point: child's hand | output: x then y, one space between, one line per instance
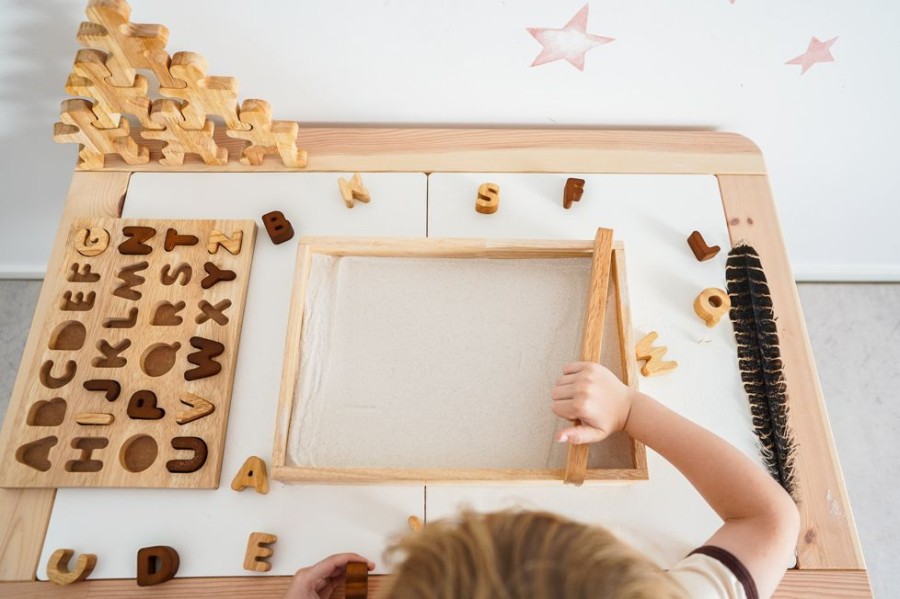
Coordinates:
318 581
591 393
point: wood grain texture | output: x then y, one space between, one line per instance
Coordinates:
797 584
514 150
591 338
828 537
26 512
455 248
147 361
626 341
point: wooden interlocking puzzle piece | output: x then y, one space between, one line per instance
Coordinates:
214 312
142 406
81 274
199 408
77 126
36 453
49 412
207 349
159 358
214 275
278 227
701 251
68 336
231 244
572 192
85 462
90 78
258 551
711 305
156 565
79 301
195 462
488 199
109 387
173 240
252 474
130 45
267 136
130 280
652 356
167 115
58 570
353 190
357 580
203 95
122 323
134 241
53 382
111 357
95 418
181 273
166 314
91 242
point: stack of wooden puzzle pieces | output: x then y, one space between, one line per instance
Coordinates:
106 72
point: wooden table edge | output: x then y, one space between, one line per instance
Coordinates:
796 584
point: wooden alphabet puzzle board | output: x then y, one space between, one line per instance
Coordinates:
132 385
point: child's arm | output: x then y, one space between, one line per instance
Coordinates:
761 520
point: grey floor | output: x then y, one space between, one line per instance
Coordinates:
855 334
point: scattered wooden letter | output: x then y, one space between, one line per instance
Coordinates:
652 356
252 474
156 565
572 192
711 305
488 199
58 567
353 190
258 551
701 251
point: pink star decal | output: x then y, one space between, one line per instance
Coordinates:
570 43
816 52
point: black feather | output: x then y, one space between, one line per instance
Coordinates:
759 358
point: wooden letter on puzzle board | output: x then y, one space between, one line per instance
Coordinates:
105 397
408 454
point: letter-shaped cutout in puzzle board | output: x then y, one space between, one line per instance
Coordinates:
131 384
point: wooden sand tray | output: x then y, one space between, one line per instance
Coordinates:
333 418
133 384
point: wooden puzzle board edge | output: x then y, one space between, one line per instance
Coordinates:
830 561
283 468
121 378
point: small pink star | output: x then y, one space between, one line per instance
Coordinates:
816 52
570 43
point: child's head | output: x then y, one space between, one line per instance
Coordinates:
523 554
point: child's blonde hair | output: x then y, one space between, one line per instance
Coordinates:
515 554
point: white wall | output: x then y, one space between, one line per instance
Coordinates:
826 135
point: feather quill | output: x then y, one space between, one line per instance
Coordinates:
759 358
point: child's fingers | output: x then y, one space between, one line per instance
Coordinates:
562 392
578 435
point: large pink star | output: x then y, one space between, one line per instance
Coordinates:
569 43
816 52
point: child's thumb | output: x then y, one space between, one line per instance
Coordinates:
578 435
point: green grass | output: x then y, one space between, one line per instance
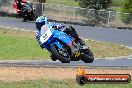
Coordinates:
58 84
63 2
19 45
118 3
12 47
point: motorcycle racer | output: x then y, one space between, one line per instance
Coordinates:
43 22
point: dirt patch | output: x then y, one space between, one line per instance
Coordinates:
9 74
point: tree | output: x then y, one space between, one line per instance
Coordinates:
127 18
94 16
94 4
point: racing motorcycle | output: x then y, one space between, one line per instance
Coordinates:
26 13
64 47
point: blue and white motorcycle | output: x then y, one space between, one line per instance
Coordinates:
64 47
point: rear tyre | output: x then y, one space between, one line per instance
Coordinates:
87 56
61 55
53 57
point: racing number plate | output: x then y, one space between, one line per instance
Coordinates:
45 36
77 54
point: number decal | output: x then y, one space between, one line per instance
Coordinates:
45 36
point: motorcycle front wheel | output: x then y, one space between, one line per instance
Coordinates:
61 55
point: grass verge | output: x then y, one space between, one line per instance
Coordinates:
58 84
16 44
63 2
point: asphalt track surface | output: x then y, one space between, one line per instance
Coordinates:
113 35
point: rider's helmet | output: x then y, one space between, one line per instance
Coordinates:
40 21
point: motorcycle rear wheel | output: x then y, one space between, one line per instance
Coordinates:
60 57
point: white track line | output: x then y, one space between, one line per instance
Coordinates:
107 58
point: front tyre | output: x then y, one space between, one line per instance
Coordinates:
87 56
61 55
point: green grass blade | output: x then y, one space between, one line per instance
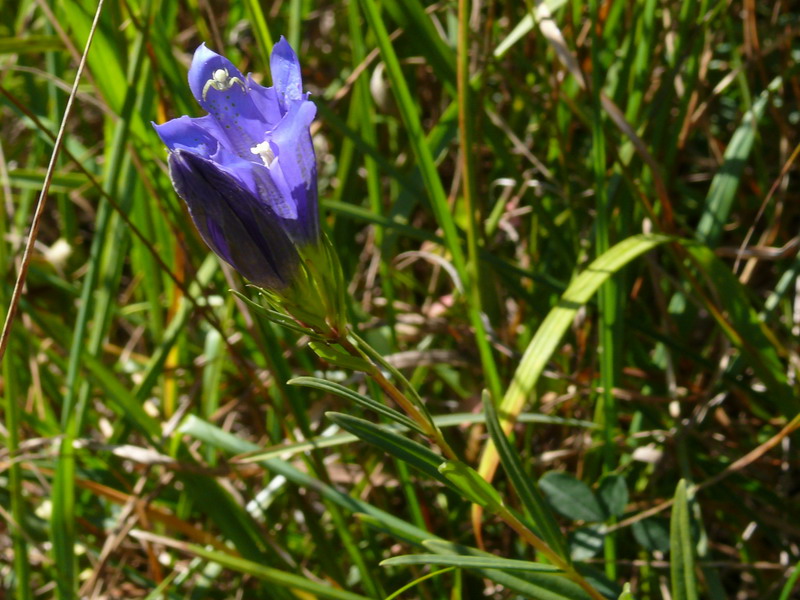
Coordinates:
416 455
725 183
682 571
467 562
552 329
532 500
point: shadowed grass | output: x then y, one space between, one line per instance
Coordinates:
474 159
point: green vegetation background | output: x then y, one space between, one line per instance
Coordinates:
132 375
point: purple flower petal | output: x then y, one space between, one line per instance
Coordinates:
247 170
221 89
295 167
286 75
242 231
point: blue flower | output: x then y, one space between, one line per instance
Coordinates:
247 170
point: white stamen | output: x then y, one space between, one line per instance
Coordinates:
265 152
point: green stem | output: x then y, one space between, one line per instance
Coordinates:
365 351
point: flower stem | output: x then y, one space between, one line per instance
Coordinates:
363 350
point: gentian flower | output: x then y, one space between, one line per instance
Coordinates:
247 170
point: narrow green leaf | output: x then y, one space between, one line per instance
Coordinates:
332 387
339 357
474 487
542 586
558 320
529 494
274 576
745 329
30 44
626 593
398 446
726 181
684 579
613 495
467 562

==*==

**Exercise details:**
Output each record above exactly as it stands, excluding all pictures.

**Written answer:**
point: child's hand | output: x then y, one space between, one line per instance
Coordinates:
318 581
591 393
point: wood grain texture | output: x then y, one space between, one line per instance
Coordinates:
797 584
514 150
591 338
828 537
26 512
455 248
147 361
626 341
point: wooden interlocking puzzle piece | output: x then y, one space between, one line per instance
Coordinates:
214 312
142 406
81 274
199 408
77 126
36 453
49 412
207 349
159 358
214 275
278 227
701 251
68 336
231 244
572 192
85 462
90 78
258 551
711 305
156 565
79 301
195 462
488 199
109 387
173 240
252 474
130 45
267 136
130 280
652 356
167 115
58 570
353 190
357 580
203 95
122 323
134 241
53 382
111 357
95 418
181 273
166 314
91 242
point: stack of wooden puzzle pieces | output: x then y, one space between, one line per instance
Coordinates:
106 72
point: wooden table edge | output: x then y, one space between, one line per instance
Coordinates:
796 584
point: wooden alphabet puzzle board | output: x then y, one space between, one line per instance
Coordinates:
132 385
point: child's arm | output: x then y, one space between, one line per instance
Coordinates:
761 520
point: grey floor | output: x then y, one space between, one line per instance
Coordinates:
855 334
point: scattered wooden letter | output: x then y, one space between, one line per instance
Coordinates:
652 356
252 474
156 565
572 192
711 305
488 199
58 567
353 190
258 551
701 251
point: pink star decal | output: x then y, one space between, one line per instance
Coordinates:
570 43
816 52
point: black feather | output: x then y, one space between, one line per instance
Coordinates:
759 358
point: wooden letter on puzzle board | output: x then y, one space between, one line per instance
Coordinates:
105 397
408 454
point: letter-shaped cutout in puzzle board | output: x then y, one space between, one line per instance
Coordinates:
131 384
point: wooden sand tray | output: x then y, one space between, one line per instance
Coordinates:
333 418
133 384
point: wooden puzzle board edge | output: x then y, one space between, one line per instance
Coordinates:
830 561
283 468
121 378
point: small pink star | output: x then y, one space between, one line per instance
Coordinates:
816 52
570 43
point: child's head | output: x then y, one space between, one line per instance
Coordinates:
523 554
point: child's blonde hair | output: x then y, one space between, one line per instance
Coordinates:
515 554
point: white wall | output: x then y, one space between, one line per instance
Coordinates:
826 135
point: feather quill | output: x then y, one space between, one line per instance
Coordinates:
759 358
point: child's fingers | output: x then y, one space between, one line per instance
Coordinates:
562 392
578 435
point: large pink star | output: x then y, one space between, one line per instance
Coordinates:
569 43
816 52
point: child's thumb | output: x then y, one space between, one line per instance
Coordinates:
578 435
point: green grass | output: x then y, one space between, one line per instance
Coordinates:
58 84
63 2
19 45
118 3
12 47
point: motorcycle racer | output: x then y, one space between, one line per instance
Coordinates:
43 22
point: dirt patch | output: x then y, one space between, one line per instance
Coordinates:
9 74
point: tree | output: x then y, one space between, one line per instance
Coordinates:
127 18
94 16
94 4
point: racing motorcycle | output: x then y, one space between, one line per instance
Coordinates:
26 13
64 47
point: blue and white motorcycle | output: x then y, one space between, one line per instance
Coordinates:
64 47
point: rear tyre | output: x then y, one space between, one line per instance
Coordinates:
87 56
61 55
53 57
point: racing number plate | output: x then y, one space between, one line per instance
Coordinates:
45 36
77 54
point: number decal | output: x then y, one space between, one line per instance
Coordinates:
45 36
point: motorcycle front wheel | output: x then y, one space between, one line per instance
Coordinates:
61 55
point: grass verge | output: x then y, one space between, one line per instance
Coordinates:
58 84
16 44
63 2
point: asphalt track surface | output: x then y, one space between, one line per instance
Coordinates:
113 35
point: rider's helmet | output: x then y, one space between, one line per instance
Coordinates:
40 21
point: motorcycle rear wheel | output: x then y, one space between, one line per instance
Coordinates:
60 57
point: white track line | output: x then y, one space between, one line per instance
Coordinates:
107 58
point: front tyre | output: x then y, one space between, one line per instance
Coordinates:
87 56
61 55
point: green grass blade | output: x then y, one space between, one line per instance
Coordinates:
416 455
725 183
682 571
467 562
552 329
532 500
point: shadowed grass | output: x then y, one space between, one line per instance
Coordinates:
474 159
point: green vegetation background | output: x then y, one space between, one line per instance
Coordinates:
132 375
point: purple flower petal | output: x then y, one space between, one line per instance
Coordinates:
247 170
221 89
295 167
286 75
242 231
point: blue flower | output: x then y, one space between, one line per instance
Coordinates:
247 170
point: white stamen | output: x then y, one space between, one line per instance
Coordinates:
265 152
point: green stem | output: x then y, one space between, one line per instance
Coordinates:
365 351
point: flower stem | output: x then y, one space between, one line per instance
Coordinates:
363 350
point: gentian flower | output: x then y, one space between, one line per instance
Coordinates:
247 170
point: narrow green leaf | output: x then y, one space between, one line per instance
Coordinates:
332 387
339 357
474 487
542 586
558 320
529 494
274 576
745 329
30 44
626 593
398 446
726 181
684 579
613 495
467 562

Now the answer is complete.